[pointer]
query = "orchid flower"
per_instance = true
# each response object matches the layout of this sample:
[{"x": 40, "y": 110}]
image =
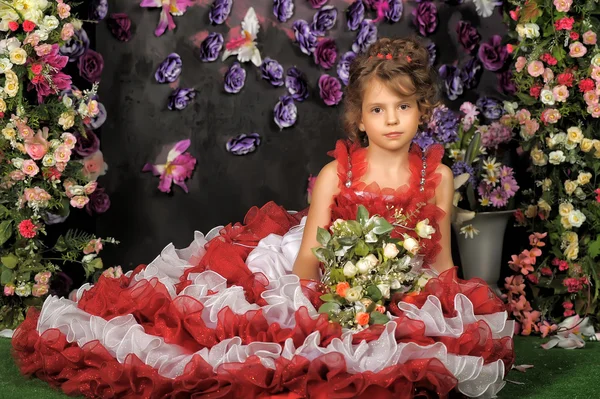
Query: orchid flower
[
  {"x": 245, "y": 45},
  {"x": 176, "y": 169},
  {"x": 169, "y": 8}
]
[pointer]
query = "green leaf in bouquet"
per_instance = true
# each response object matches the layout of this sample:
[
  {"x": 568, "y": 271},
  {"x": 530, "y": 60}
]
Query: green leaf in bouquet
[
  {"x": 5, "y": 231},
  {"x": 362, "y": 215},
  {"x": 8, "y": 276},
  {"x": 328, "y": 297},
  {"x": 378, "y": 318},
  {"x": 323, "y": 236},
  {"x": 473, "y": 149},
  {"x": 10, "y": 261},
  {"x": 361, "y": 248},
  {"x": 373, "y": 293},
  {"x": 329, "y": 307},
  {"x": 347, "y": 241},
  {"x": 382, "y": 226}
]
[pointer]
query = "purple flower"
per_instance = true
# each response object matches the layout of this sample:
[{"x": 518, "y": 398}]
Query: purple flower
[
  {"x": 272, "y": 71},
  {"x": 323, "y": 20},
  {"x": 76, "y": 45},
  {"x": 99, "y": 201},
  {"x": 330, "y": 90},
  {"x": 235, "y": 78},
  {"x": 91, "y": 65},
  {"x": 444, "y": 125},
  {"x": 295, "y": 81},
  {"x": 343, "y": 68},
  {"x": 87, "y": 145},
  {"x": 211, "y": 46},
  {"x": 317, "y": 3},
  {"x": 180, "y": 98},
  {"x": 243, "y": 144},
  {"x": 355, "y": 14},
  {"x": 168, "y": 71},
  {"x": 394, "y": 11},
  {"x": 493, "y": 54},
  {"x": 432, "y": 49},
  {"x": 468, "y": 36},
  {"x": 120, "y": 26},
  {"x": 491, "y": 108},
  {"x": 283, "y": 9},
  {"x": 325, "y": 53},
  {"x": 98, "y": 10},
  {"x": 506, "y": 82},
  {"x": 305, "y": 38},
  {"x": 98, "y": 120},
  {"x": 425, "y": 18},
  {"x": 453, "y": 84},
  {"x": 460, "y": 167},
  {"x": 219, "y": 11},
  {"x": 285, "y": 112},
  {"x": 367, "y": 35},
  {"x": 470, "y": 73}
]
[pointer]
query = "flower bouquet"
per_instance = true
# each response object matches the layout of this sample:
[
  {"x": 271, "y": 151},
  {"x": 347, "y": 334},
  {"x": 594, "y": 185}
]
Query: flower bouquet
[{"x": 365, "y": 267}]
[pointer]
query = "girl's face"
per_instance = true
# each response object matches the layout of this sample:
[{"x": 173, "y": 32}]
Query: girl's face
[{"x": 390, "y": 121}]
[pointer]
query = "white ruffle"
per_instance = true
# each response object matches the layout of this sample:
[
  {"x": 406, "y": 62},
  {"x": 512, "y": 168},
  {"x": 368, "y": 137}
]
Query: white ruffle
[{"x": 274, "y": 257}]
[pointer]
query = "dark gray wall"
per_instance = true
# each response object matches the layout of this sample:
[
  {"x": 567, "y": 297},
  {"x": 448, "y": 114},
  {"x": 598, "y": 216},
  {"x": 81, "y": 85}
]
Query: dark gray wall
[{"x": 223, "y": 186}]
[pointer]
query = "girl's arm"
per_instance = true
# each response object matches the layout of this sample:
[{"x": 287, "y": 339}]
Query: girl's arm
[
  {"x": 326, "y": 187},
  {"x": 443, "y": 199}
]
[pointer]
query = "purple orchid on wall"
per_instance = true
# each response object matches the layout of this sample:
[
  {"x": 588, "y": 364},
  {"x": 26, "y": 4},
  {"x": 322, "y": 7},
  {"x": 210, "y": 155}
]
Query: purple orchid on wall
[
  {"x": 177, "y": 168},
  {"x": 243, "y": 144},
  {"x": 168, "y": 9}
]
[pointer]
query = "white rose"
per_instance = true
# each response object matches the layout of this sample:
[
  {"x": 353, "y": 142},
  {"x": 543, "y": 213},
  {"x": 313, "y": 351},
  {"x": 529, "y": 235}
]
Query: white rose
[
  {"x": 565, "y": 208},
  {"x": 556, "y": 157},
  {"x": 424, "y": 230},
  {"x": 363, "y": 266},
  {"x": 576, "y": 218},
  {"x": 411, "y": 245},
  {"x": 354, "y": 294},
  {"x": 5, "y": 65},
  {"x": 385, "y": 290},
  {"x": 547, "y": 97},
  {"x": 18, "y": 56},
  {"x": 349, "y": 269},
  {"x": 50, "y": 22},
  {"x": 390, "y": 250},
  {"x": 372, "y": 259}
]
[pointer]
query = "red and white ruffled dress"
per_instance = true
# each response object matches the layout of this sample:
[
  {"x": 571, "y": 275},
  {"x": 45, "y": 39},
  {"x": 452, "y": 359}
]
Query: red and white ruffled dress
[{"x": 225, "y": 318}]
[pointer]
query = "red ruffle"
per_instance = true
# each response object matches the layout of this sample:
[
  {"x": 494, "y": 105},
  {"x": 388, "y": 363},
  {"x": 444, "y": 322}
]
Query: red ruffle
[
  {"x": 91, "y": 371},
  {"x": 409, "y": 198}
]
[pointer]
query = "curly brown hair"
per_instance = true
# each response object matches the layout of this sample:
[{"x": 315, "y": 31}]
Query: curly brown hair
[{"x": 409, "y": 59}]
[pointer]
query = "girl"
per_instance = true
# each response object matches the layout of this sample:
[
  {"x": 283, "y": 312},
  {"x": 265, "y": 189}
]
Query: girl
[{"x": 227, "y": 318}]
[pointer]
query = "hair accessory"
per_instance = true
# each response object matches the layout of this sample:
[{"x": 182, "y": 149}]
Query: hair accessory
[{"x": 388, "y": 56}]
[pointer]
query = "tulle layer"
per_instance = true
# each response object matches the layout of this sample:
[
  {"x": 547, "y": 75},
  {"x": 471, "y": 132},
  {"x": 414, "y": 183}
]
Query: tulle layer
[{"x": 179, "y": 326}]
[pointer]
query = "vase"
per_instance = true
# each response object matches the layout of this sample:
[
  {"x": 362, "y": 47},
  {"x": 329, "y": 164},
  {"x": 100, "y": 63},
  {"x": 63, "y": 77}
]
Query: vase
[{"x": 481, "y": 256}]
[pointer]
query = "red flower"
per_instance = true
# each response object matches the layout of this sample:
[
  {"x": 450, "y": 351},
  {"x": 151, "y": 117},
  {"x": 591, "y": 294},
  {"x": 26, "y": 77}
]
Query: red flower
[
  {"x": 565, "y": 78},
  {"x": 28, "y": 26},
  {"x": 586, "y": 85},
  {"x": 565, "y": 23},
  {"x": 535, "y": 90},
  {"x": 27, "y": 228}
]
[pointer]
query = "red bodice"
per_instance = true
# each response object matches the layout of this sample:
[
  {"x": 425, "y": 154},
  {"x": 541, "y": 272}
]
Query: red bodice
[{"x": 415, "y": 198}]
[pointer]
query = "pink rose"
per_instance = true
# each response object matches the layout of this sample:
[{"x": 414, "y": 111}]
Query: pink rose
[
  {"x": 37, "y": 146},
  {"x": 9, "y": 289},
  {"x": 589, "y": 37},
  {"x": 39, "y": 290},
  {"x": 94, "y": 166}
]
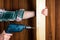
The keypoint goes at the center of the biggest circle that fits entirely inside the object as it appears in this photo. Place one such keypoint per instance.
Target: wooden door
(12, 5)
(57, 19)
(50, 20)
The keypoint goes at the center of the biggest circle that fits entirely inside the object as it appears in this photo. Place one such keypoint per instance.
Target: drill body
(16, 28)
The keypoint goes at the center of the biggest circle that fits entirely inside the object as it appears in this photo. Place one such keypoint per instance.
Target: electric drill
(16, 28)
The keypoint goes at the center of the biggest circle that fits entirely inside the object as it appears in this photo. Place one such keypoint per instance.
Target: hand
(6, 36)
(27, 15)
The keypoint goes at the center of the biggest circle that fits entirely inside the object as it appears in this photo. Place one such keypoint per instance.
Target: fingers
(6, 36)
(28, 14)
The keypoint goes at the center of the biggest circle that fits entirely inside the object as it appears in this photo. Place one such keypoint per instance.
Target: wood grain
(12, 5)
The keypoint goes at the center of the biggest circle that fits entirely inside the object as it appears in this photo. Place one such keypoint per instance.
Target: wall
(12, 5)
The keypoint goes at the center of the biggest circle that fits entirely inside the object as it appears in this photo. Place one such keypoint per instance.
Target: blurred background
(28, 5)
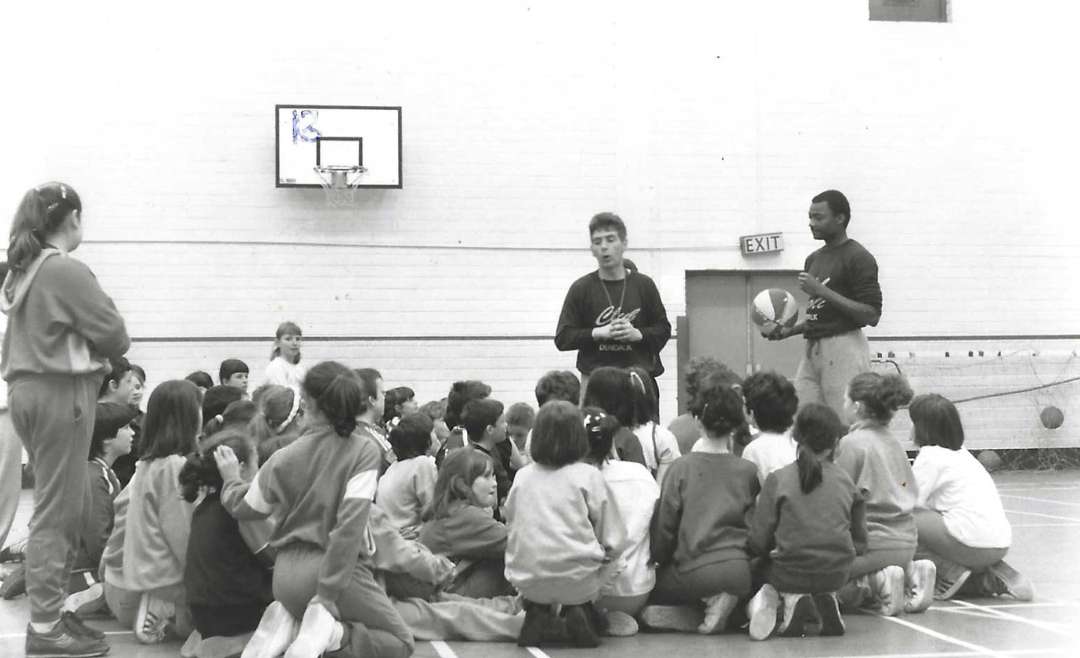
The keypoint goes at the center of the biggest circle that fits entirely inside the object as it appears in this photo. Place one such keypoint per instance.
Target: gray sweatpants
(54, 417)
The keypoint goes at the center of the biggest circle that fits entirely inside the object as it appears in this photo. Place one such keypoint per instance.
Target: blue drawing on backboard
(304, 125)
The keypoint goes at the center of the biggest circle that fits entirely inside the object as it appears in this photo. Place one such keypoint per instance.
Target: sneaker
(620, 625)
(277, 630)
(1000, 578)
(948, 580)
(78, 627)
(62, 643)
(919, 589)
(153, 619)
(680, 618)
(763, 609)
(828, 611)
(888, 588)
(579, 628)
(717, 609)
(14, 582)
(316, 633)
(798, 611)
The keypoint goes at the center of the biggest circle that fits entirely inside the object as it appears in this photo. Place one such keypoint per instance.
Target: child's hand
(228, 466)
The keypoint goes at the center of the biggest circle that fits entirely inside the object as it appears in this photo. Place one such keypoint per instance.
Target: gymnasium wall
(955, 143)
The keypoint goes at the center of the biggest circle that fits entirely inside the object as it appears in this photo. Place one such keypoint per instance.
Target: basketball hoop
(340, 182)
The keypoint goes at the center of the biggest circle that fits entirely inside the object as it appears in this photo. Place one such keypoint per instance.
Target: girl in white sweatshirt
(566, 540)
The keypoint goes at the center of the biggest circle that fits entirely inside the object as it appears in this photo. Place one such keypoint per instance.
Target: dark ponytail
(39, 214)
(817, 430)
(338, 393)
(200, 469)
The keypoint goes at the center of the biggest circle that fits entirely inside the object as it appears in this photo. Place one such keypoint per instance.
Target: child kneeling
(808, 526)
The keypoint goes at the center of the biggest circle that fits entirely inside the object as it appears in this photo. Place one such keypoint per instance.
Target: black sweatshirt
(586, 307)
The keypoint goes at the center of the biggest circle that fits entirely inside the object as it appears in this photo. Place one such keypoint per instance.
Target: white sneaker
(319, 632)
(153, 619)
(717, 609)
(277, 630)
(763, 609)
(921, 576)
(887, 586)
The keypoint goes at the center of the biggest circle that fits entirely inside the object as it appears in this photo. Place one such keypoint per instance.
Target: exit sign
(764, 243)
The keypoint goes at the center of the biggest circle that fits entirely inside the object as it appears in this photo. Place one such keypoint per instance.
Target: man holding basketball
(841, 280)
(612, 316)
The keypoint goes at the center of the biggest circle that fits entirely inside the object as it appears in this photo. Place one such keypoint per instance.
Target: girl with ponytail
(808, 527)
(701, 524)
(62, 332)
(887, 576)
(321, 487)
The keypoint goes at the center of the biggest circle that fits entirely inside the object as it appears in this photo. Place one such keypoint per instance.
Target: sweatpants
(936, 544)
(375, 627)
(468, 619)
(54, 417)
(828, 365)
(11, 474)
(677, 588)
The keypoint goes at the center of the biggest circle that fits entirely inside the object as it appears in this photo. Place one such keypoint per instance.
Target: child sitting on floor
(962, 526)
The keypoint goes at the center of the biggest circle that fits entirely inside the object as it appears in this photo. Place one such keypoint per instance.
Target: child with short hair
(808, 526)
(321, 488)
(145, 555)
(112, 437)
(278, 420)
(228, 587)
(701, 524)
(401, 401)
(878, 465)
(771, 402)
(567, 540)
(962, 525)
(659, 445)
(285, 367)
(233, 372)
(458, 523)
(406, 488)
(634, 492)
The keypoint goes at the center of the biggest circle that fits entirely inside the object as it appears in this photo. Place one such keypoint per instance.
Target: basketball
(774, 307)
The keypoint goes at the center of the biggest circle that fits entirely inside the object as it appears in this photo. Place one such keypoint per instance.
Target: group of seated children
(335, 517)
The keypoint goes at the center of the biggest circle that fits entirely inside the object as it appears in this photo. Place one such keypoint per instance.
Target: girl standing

Goal of the exercise —
List every line from the records above that includes the word "bouquet", copying each line in full.

Output of the exercise —
query = "green leaf in bouquet"
Query: green leaf in bouquet
query = "flower bouquet"
Query: flower bouquet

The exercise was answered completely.